Stored data entries
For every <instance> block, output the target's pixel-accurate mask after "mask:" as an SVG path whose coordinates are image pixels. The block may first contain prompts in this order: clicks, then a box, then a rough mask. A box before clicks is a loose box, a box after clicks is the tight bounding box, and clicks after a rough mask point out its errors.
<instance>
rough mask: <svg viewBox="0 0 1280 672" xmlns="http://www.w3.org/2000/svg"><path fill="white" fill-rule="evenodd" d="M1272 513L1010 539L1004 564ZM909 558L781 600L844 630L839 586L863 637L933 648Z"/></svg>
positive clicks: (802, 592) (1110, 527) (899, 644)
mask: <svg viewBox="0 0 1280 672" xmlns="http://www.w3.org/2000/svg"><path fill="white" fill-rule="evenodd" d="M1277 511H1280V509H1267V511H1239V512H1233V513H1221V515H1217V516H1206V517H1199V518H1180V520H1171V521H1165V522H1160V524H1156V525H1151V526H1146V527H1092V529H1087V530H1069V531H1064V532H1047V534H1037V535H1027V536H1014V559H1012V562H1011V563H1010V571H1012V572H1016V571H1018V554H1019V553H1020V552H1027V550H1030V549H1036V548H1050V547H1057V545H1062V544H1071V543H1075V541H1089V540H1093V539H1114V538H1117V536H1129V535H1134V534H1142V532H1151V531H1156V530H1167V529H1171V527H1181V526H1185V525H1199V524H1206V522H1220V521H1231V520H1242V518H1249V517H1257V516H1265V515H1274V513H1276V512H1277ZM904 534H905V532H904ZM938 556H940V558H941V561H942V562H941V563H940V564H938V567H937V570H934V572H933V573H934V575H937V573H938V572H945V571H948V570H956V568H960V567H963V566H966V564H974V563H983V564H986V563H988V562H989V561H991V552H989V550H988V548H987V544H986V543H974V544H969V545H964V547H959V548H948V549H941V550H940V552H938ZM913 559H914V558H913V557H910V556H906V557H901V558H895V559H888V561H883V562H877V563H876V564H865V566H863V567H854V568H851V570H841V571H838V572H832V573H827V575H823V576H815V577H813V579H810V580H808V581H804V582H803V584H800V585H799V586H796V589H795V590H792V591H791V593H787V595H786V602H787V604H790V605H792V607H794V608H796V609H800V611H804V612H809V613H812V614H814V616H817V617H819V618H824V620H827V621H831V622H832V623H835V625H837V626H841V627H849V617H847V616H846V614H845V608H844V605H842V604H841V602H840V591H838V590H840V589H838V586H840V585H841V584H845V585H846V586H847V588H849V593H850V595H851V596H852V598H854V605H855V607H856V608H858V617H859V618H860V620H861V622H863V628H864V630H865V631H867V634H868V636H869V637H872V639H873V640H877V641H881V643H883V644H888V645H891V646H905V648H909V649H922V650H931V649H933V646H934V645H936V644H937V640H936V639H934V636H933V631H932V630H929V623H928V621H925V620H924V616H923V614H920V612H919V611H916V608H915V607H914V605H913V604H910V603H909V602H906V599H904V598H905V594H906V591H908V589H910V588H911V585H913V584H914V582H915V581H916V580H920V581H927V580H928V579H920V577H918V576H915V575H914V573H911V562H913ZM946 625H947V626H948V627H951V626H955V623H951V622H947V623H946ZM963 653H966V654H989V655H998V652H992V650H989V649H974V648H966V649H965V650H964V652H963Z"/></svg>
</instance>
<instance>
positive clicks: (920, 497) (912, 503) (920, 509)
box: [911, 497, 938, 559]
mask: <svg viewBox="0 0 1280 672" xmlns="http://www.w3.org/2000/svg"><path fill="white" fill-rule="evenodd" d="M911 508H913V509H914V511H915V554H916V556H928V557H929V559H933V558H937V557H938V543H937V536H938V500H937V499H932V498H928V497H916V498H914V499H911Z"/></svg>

Exercise prompt: Only one stretch is wanted, so please give again exactly the lines from the start of the data through the line containing "rough mask: <svg", both ends included.

Output below:
For every <instance> block, output the target's pixel-accurate mask after "mask:" as an SVG path whose coordinates are image pixels. The block may first contain prompts in this order: clicks, then a box, then a rough mask. A box before clicks is a loose box, a box after clicks is the tight bounding box, and clicks after a rough mask point out its errors.
<instance>
rough mask: <svg viewBox="0 0 1280 672" xmlns="http://www.w3.org/2000/svg"><path fill="white" fill-rule="evenodd" d="M1272 513L1010 539L1004 564ZM909 558L781 600L844 630L839 586L863 637L933 648Z"/></svg>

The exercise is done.